● **EXCERPTED PASSAGE**
────

Hi Dark,

The UK copyright situation has recently changed because of the Disability
Discrimination Act. Previously you had to ask permission from the publisher
before you could produce an alternative format of a book but now you can do
a Braille or audio version, provided a commercial one doesn't already exist,
without having to ask permission. The only provision is that it must be free
of charge, so it's down to charities and individuals (usually in prison) to
transcribe the material.

My view is that this may extend to computer games, so producing accessible
versions of popular computer games where none exist may be a defense under
the DDA. Nobody's been prosecuted yet so let's wait and see.

I recently came across a Who Wants To Be A Millionaire book that was being
dumped in one pound shops so I bought a copy, transcribed some of it and
produced an accessible version for a disabled person who would not be able
to access the printed material. He doesn't read Braille so the format I
chose was to make it into a computer game. Under the DDA, I reckon I'm
entitled to do this without seeking permission. However, I'm definitely not
allowed to sell it and I doubt if I am allowed to give it away.

Back to your problem, have you tried RevealWeb, NLB/RNIB and Calibre? I
think they are the main sources for audio books.

────

● **WORK TO DO**
1. Answer these questions using the message about UK copyright and accessible formats.
(a) Which act changed the UK copyright situation?
(b) Besides no commercial version already existing, what condition must a Braille or audio version meet?
(c) What format did the writer turn the Who Wants To Be A Millionaire book into?
2. Reproduce the message about UK copyright and accessible formats word for word, starting at "My view is that" and ending at "give it away.".
The entries after this point are separate material with no tie to the message above.

────

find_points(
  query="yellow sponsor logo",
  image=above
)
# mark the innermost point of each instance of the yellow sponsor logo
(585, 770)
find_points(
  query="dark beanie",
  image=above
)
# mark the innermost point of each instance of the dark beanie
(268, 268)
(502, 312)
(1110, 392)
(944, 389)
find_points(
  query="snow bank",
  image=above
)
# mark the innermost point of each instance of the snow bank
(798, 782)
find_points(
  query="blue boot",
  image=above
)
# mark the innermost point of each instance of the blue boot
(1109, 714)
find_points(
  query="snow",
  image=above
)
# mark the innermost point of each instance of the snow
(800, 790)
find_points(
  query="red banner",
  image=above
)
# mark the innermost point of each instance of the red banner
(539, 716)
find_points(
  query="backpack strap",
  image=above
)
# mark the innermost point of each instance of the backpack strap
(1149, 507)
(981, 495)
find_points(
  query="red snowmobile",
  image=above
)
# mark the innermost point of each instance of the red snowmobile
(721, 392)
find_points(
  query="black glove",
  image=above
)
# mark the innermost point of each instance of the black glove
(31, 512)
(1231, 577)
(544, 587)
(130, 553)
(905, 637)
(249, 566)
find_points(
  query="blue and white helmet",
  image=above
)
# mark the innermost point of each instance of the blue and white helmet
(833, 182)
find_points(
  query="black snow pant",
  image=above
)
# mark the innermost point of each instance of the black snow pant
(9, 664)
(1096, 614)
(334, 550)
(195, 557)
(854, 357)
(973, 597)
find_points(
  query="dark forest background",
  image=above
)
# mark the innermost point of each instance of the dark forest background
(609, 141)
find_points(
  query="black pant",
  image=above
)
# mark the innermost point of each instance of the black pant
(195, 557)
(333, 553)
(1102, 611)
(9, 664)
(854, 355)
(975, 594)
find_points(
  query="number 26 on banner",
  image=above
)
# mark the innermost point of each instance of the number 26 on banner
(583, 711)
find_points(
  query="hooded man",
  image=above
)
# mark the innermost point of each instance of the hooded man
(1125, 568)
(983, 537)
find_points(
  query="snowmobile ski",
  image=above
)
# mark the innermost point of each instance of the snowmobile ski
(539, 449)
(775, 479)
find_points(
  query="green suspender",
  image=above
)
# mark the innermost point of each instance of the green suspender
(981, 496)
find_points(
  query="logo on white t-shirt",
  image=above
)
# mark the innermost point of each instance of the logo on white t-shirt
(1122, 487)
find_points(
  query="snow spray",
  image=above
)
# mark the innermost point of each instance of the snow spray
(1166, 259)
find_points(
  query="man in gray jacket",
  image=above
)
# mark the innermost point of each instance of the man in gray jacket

────

● **SOLUTIONS FOR EACH TASK**
1.
(a) The Disability Discrimination Act.
(b) It must be free of charge.
(c) A computer game.

2.
My view is that this may extend to computer games, so producing accessible
versions of popular computer games where none exist may be a defense under
the DDA. Nobody's been prosecuted yet so let's wait and see.

I recently came across a Who Wants To Be A Millionaire book that was being
dumped in one pound shops so I bought a copy, transcribed some of it and
produced an accessible version for a disabled person who would not be able
to access the printed material. He doesn't read Braille so the format I
chose was to make it into a computer game. Under the DDA, I reckon I'm
entitled to do this without seeking permission. However, I'm definitely not
allowed to sell it and I doubt if I am allowed to give it away.